Rewrite the part of the records that opens with the line containing "Tag each instance of the tunnel exit" and runs through the end of the records, substituting "Result" for every "Output" and leaving everything else unchanged.
— start of Data entries —
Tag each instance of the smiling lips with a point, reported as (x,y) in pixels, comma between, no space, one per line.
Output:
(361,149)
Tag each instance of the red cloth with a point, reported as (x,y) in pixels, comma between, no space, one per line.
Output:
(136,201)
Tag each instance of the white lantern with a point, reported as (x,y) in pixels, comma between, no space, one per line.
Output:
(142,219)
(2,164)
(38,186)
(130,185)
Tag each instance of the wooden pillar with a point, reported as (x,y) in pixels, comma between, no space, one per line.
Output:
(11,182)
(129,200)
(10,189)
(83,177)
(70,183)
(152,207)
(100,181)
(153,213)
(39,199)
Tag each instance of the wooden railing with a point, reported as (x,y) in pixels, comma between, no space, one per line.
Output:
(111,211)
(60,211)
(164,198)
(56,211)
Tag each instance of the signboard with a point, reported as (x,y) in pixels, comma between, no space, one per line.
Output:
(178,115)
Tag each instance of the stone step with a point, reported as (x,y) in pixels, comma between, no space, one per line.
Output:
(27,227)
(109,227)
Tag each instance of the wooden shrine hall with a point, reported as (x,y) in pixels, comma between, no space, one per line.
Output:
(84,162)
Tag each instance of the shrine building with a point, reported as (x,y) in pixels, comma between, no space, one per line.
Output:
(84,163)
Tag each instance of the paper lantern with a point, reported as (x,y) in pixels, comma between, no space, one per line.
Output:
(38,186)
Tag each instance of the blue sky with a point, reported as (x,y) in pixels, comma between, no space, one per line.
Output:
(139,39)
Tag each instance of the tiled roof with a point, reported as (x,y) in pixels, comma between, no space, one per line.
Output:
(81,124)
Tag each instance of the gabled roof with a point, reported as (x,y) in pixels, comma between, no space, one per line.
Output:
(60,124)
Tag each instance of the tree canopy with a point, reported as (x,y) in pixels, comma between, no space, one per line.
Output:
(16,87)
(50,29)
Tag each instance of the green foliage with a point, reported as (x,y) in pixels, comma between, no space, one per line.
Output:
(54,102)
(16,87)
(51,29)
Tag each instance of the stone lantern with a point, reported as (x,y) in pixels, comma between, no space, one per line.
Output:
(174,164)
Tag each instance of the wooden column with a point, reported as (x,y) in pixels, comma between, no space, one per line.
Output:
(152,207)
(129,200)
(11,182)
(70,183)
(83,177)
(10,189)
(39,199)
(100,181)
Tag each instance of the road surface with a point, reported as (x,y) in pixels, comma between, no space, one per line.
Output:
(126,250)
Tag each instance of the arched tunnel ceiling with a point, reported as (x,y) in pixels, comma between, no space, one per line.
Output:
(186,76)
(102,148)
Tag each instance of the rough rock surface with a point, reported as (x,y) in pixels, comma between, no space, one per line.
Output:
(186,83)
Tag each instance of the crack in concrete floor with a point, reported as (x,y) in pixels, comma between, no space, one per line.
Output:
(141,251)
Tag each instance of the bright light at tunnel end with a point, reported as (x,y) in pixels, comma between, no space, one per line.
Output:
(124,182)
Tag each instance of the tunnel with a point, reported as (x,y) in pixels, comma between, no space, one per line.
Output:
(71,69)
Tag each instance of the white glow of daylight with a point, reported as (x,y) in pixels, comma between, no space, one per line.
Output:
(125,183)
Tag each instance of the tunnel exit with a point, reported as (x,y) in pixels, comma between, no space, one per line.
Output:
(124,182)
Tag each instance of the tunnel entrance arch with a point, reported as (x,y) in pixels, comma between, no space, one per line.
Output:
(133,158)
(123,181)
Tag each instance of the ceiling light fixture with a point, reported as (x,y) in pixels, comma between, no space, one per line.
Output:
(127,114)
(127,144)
— end of Data entries —
● Exercise solution:
Tag each instance of the tunnel exit with a point, reported as (x,y) in pixels, comma between, no space, one per line.
Result:
(124,182)
Tag each instance of the tunnel entrance arch with a point, reported as (x,y) in pixels, comma between, no space, one per line.
Result:
(133,158)
(123,181)
Tag each instance of the ceiling light fixture with a point, reported as (x,y) in pixels, comma between, no space, one per line.
Result:
(127,114)
(127,144)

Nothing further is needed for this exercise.